→ ОТРЫВОК ДЛЯ ЧТЕНИЯ:
>>>

Петербург прочно остается лидером по многообразию экспериментальных форматов и в кукольном театре, как в пространстве условном, но свободном от условностей, а не только месте традиционных методов работы с куклой и предметом на сцене. Театр «Бродячая собачка» создает совершенно оригинальные постановки по классической детской литературе. Две постановки, привезенные в Воронеж, продемонстрировали изменившееся сегодня понимание пути развития этого особого вида искусства, где эстетика стала превалировать над нарративом, художественная метафора над словом, и как в драматическом театре стала важна авторская интерпретация. Так, авторские куклы – обитатели птичьего двора в «Гадком утенке» художницы Алевтины Торик и датского режиссера Жака Маттисена, словно высеченные из дерева, создают неповторимую атмосферу чистоты и одухотворенности природы. А в кукольной инсценировке «Сказки о глупом мышонке» известные персонажи Самуила Маршака увидены режиссером Альфией Абдулиной с большим юмором, так что няньки мышонка из стихотворения – щука, лошадь, кошка, свинья и жаба – выступают совсем как современные помощницы измотанной молодой мамаши, которая никак не может справиться с капризным малышом.

<<<

→ ИСПОЛЬЗУЯ ЭТИ СВЕДЕНИЯ:
(a) Соответствуют ли отрывку о кукольном театре следующие утверждения: (i) «Гадкого утенка» поставил датский режиссер Жак Маттисен; (ii) в Воронеж театр привез три постановки; (iii) «Сказку о глупом мышонке» поставила Альфия Абдулина? На каждое ответьте «да» или «нет» и приведите решающие слова из отрывка дословно.
(b) Подхватите отрывок о петербургском кукольном театре и продолжите его с того места, где он обрывается.
Данные ниже никак не связаны с отрывком о кукольном театре.

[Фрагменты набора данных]

>>>

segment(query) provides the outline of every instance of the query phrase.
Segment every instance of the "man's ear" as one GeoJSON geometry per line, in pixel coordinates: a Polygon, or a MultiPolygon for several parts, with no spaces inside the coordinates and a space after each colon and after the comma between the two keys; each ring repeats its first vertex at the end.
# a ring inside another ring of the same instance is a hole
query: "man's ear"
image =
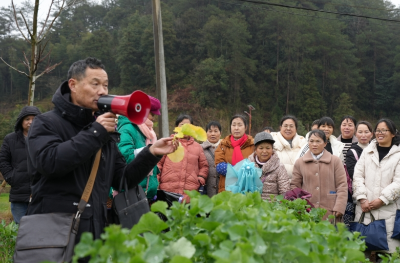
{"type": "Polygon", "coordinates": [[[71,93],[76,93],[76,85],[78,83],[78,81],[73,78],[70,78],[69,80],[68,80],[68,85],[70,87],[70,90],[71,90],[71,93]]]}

<<<
>>>

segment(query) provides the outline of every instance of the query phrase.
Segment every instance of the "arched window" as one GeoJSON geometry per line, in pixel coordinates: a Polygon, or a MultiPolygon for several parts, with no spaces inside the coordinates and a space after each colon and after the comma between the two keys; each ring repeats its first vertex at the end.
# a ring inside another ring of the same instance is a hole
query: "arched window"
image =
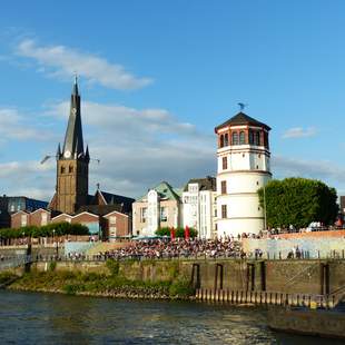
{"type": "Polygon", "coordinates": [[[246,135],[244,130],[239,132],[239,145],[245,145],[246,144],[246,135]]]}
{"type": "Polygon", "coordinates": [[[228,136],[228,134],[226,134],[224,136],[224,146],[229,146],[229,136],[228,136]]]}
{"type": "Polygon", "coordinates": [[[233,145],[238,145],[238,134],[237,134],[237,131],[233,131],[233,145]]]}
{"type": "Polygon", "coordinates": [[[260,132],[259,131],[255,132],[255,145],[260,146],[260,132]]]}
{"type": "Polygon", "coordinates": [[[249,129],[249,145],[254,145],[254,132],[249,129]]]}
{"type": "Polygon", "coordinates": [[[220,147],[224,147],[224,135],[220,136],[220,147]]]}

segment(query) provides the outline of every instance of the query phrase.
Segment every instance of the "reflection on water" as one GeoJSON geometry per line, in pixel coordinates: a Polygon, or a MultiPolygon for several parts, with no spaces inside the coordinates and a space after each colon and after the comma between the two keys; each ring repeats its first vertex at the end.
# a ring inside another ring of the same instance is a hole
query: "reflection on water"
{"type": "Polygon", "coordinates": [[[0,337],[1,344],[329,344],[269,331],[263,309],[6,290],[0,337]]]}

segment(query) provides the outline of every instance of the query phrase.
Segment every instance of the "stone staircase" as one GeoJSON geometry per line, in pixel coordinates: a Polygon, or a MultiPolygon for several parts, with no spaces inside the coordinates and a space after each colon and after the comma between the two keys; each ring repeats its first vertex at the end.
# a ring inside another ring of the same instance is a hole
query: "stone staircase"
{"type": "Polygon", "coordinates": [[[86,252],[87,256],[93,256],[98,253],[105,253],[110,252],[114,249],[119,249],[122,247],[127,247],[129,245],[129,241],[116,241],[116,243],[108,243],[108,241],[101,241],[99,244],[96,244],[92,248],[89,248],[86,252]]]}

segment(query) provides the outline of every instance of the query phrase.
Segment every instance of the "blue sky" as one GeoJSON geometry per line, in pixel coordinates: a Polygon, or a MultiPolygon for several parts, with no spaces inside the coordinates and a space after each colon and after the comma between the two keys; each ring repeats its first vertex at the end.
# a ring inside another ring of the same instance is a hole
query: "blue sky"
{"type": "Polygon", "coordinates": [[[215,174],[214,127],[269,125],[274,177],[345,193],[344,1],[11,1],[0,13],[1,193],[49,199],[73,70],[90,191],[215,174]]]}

<<<

→ ОТВЕТЫ ПО ПОРЯДКУ:
(a)
(i) Да: «художницы Алевтины Торик и датского режиссера Жака Маттисена».
(ii) Нет: «Две постановки, привезенные в Воронеж».
(iii) Да: «увидены режиссером Альфией Абдулиной».

(b)
Наконец, сам Воронеж можно поздравить с появлением еще одного «игрока» на карте города. «Новый театр», который появился несколько лет назад и уже обрел свою публику, переехал в собственное помещение (до этого ютился в местном Доме актера) и создал свое пространство, современное и стильное, – на месте бывшего бара оборудовал блэкбокс-сцену и зал на 70 мест, где теперь независимая труппа играет внушительный репертуар из десятка названий и, по их словам, уже выходят на самоокупаемость. Причем театр настаивает на особом синтезе жанров в постановках, которые объединяют драму/документальный текст, хореографию, музыку и цирковое искусство в единое сценическое действие. Подростковый хит «Нового театра» «Мой дедушка был вишней» в постановке Виктории Шаламовой уже обрел особую популярность, потому что случилось тонкое совпадение литературного материала (книга итальянской писательницы Анджелы Нанетти была переведена в России не так давно и в последние годы очень востребована театрами) и подобного переплетения жанров, когда игровой сюжет поддержан динамической образной партитурой спектакля. Актеры идут от физического действия, и такие глубинные темы, как рождение и старость, семья и человеческое одиночество, озорно раскрыты с акробатической легкостью и азартом цирковых кульбитов и фокусов, а зрители любуются магией сцены, где под воздействием актерского воображения стремянка становится вишневым деревом, любимая бабушка мальчика Тонино – гусыней, а смерти – нет, потому что за ней следует перерождение.